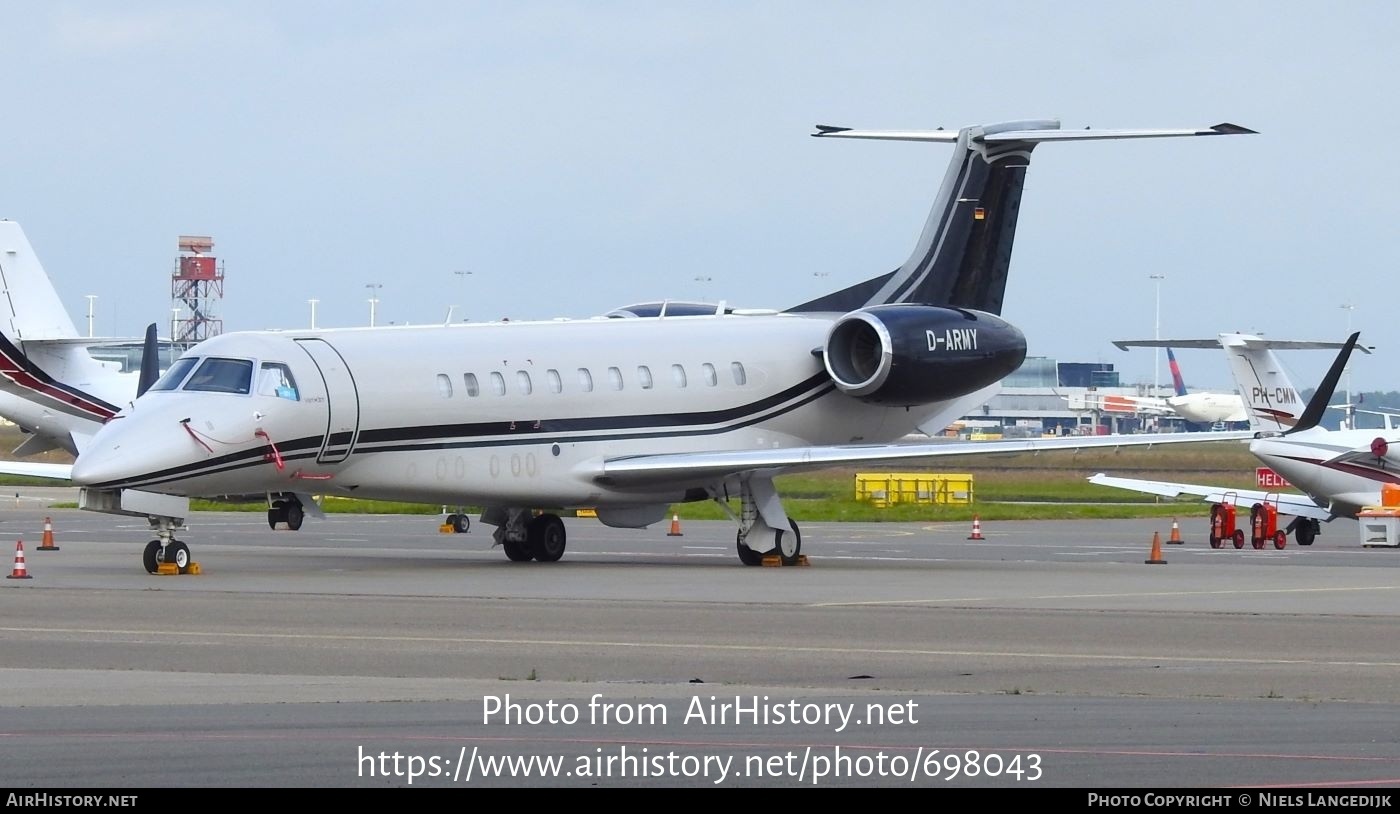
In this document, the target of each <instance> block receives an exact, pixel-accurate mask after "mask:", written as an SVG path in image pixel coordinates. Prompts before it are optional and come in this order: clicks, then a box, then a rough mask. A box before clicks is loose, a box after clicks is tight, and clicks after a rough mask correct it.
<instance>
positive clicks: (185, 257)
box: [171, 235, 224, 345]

...

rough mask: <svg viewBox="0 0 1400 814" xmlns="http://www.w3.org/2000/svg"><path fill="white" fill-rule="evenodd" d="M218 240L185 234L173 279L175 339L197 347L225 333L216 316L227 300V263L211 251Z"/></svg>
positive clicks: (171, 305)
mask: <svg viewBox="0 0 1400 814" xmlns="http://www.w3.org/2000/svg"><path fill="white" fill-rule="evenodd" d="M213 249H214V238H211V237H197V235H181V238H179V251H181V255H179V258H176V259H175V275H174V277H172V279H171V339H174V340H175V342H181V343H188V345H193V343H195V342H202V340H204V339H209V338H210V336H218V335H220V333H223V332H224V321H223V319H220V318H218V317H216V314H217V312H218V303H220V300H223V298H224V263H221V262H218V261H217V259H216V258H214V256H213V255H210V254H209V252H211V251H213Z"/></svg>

* * *

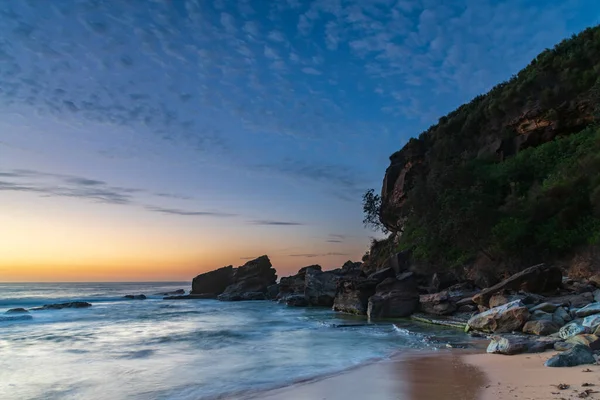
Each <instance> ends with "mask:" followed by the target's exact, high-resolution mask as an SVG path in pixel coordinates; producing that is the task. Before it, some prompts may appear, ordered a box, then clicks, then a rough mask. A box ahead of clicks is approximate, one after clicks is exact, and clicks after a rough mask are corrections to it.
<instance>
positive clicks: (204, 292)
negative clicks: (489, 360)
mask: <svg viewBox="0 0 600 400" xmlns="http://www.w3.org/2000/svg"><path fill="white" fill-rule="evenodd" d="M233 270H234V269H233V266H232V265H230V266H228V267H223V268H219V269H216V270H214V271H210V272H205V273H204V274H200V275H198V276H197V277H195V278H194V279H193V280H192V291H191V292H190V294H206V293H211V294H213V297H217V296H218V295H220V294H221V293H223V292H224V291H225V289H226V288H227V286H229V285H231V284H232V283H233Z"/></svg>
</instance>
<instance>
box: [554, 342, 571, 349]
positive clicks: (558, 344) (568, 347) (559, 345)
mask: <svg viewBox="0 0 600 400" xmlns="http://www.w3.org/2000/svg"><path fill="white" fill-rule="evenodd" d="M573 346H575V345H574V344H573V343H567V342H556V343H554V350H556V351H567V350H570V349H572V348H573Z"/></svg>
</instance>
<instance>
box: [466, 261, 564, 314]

• _WORK TASK_: Look above for the line with "In this document, the"; retype exactly that line, every line after it up to the line with "box: [171, 235, 224, 345]", and that line too, nothing else.

• _TASK RESULT_:
In this document, the target of each <instance> block receives an exact, pixel-accurate mask after "mask:", written as an SVG path in image pixel coordinates. Prompts before it are optional and come in this order: clicks, then a box, then a rough mask. A box before clicks is loose, a box after clicks is tight, and clicks after a rough mask correct it.
<instance>
positive clicks: (185, 257)
box: [171, 235, 224, 345]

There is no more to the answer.